Start of INPUT FOR THIS TASK

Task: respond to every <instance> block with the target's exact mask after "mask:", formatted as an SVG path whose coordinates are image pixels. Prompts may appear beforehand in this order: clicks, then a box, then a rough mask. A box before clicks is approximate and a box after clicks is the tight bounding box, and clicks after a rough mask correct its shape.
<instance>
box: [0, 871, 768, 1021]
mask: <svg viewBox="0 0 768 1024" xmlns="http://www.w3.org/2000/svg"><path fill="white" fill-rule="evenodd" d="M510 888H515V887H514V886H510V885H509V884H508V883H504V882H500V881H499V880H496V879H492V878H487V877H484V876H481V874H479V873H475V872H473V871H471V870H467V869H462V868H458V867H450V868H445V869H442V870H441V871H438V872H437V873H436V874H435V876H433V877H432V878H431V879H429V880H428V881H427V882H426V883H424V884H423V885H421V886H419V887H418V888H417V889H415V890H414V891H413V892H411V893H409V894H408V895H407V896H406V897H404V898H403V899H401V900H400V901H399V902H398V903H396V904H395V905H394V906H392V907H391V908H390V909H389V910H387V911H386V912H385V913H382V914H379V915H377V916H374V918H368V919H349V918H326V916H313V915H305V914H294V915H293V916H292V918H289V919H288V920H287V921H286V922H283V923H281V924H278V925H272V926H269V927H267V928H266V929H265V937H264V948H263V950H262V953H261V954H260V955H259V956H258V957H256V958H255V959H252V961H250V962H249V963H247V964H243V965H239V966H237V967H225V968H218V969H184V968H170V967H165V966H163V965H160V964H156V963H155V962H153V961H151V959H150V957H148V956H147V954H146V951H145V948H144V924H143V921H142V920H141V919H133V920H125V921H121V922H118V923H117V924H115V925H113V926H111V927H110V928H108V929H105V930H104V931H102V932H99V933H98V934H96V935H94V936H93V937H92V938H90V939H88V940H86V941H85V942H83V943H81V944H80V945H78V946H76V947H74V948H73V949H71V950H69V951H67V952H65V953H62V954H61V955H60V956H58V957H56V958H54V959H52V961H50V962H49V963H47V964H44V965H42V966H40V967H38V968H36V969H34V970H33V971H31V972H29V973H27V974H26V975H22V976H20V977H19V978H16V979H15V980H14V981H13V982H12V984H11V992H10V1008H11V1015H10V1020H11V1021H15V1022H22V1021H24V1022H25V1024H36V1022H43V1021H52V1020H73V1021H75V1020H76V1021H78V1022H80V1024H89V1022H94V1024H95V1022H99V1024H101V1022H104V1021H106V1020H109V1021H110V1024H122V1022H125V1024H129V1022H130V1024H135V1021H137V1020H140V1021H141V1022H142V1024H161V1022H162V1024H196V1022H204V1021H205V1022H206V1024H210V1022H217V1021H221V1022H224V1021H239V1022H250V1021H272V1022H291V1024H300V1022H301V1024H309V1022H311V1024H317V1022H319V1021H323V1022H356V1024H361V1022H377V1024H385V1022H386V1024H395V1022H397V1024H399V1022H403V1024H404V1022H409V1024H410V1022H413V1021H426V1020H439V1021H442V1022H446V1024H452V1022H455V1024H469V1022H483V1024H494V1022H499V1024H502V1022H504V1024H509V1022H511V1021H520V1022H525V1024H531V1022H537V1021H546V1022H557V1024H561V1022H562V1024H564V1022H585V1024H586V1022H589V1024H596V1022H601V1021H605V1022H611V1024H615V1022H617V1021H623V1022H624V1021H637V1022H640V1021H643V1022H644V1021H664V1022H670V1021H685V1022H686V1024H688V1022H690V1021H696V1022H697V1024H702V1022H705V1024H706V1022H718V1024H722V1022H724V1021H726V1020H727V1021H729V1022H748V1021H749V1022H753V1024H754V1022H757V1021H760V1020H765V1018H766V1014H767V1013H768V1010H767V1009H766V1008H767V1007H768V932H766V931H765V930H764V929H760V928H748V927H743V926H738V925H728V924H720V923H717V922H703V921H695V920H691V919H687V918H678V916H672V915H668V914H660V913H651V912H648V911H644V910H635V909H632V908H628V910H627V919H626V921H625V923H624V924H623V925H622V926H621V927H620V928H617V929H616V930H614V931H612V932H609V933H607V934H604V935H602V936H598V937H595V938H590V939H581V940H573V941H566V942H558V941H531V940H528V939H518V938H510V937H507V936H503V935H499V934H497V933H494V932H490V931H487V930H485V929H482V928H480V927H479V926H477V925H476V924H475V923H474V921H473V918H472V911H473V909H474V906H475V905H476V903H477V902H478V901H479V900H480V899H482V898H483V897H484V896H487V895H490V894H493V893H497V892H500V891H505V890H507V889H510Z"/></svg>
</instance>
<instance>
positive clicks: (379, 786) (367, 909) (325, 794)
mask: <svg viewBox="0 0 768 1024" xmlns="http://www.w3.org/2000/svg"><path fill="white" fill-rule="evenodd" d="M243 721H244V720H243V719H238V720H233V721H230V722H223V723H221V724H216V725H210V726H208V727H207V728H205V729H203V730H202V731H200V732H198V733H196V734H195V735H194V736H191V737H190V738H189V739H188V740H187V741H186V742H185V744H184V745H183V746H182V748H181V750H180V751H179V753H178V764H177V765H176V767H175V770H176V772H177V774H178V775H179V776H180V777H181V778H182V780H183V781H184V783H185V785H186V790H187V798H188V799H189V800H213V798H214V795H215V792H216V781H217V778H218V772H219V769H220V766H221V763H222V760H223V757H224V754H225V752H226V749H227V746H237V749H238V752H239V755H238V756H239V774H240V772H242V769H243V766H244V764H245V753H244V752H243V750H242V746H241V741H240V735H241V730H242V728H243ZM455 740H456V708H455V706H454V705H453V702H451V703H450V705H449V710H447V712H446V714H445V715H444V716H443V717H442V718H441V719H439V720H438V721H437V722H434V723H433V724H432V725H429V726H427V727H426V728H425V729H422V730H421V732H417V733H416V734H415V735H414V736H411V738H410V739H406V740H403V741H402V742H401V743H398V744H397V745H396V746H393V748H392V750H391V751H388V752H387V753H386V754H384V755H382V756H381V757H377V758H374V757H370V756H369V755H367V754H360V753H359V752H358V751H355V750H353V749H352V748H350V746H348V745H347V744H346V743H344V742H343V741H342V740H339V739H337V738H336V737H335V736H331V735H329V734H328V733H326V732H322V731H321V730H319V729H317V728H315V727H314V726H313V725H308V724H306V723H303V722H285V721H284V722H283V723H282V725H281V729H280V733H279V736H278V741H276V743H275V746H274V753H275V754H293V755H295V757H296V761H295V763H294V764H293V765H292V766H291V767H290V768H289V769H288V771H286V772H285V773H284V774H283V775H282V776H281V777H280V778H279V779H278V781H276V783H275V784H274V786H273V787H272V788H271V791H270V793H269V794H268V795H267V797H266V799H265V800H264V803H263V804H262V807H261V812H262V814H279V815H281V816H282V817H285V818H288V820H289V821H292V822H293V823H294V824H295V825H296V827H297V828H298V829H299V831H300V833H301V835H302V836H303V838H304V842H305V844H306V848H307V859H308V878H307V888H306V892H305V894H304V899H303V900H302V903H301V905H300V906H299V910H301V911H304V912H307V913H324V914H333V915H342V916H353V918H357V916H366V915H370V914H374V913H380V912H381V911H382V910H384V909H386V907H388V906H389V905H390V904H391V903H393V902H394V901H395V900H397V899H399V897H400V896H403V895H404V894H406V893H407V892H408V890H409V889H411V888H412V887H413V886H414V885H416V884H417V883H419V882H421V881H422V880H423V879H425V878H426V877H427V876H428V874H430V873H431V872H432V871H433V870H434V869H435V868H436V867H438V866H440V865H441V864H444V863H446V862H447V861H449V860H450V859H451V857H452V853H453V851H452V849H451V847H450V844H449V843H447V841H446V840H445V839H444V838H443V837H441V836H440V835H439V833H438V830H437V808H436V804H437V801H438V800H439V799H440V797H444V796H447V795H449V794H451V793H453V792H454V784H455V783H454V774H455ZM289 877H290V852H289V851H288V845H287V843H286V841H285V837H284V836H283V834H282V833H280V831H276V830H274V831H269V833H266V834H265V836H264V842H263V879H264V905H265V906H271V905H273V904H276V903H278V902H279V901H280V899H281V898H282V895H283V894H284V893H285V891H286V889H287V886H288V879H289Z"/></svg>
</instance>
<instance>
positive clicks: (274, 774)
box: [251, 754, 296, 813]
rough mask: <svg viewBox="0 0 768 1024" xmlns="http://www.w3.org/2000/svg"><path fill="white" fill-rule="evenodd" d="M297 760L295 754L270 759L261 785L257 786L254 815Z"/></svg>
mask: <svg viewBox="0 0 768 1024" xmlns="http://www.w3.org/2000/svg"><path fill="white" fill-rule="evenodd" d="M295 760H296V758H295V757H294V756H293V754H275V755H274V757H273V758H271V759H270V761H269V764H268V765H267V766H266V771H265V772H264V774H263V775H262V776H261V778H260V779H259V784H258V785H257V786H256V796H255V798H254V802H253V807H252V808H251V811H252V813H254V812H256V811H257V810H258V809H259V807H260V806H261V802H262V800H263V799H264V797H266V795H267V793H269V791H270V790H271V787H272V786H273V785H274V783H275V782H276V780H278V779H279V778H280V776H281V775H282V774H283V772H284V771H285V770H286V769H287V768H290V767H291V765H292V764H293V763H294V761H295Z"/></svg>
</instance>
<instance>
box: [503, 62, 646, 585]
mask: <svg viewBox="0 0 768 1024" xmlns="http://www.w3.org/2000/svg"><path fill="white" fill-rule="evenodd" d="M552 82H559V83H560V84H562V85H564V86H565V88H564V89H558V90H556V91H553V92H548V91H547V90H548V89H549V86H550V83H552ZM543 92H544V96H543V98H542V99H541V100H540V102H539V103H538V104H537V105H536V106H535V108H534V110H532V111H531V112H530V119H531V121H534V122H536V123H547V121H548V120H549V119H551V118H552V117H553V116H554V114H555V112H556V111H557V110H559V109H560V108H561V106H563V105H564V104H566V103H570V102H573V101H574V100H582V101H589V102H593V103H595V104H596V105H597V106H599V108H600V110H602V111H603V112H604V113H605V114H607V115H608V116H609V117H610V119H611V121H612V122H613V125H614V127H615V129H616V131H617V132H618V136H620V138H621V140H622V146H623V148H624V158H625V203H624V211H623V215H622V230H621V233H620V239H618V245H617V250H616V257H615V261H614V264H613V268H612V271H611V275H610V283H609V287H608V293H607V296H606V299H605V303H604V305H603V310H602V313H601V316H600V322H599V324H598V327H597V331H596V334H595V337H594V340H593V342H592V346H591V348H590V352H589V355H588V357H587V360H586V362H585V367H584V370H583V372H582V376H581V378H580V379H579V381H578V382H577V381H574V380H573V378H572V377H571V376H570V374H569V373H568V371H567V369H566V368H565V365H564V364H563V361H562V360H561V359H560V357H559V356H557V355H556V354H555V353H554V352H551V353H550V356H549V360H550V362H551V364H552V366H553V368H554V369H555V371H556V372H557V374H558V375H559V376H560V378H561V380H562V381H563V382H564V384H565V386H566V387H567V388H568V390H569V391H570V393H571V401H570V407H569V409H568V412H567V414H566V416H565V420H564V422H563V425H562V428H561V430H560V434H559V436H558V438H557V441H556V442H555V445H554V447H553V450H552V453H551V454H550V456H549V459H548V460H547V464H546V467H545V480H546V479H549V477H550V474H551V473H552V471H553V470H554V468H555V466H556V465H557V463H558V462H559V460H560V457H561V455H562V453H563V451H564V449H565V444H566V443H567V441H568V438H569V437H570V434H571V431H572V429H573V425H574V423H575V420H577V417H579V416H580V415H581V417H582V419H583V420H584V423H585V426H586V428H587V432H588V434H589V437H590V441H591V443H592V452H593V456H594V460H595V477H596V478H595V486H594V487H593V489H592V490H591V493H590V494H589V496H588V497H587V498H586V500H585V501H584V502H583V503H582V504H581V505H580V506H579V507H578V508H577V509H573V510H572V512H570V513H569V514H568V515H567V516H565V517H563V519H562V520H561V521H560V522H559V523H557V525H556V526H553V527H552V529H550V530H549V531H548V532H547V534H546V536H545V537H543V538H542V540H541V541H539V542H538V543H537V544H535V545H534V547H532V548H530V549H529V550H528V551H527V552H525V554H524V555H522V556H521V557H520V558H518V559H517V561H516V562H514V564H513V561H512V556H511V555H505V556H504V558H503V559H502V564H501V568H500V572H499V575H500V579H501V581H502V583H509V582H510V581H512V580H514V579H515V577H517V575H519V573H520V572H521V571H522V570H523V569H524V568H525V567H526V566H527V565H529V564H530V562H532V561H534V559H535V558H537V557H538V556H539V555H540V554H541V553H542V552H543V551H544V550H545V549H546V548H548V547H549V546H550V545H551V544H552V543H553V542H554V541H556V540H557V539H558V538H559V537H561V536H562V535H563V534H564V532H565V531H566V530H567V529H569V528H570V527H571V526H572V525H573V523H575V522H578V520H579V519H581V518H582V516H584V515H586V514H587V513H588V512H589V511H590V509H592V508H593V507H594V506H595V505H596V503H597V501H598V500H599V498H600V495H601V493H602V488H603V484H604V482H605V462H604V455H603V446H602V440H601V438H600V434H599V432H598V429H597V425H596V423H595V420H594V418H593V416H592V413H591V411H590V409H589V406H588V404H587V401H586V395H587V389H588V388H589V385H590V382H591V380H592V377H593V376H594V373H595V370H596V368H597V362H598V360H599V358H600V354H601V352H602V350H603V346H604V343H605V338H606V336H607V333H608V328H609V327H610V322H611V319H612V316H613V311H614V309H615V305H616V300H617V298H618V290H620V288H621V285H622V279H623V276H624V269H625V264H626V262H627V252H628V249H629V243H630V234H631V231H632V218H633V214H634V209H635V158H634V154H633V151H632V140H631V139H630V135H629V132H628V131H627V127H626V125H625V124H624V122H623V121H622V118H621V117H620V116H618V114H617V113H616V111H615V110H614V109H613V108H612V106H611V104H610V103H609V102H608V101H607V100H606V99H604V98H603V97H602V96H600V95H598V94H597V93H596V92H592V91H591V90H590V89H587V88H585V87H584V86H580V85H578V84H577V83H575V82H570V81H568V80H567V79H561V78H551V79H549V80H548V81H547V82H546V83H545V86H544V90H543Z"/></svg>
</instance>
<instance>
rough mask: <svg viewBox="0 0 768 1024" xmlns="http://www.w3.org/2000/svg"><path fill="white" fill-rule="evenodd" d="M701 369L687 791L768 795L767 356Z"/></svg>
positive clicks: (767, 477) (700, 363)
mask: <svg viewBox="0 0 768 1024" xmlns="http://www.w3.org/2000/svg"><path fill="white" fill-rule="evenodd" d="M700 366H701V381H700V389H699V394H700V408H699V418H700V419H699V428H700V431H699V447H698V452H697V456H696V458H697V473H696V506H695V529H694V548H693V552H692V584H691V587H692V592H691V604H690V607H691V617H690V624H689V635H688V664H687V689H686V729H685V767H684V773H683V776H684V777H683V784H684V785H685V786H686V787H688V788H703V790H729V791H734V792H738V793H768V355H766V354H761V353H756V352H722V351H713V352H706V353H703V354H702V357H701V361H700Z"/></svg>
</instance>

End of INPUT FOR THIS TASK

▸ **WHAT YOU SHOULD DO**: Report the lines above that contain "clicks".

▸ **OUTPUT FOR THIS TASK**:
Task: respond to every <instance> block with the target's exact mask after "mask:", formatted as an SVG path whose coordinates are image pixels. Prompts may appear beforehand in this order: clicks, then a box, then a rough mask. A box before clicks is approximate and a box after clicks is the tight bounding box, and clicks after a rough mask correct its shape.
positive clicks: (379, 786) (367, 909) (325, 794)
positive clicks: (274, 774)
positive clicks: (767, 477) (700, 363)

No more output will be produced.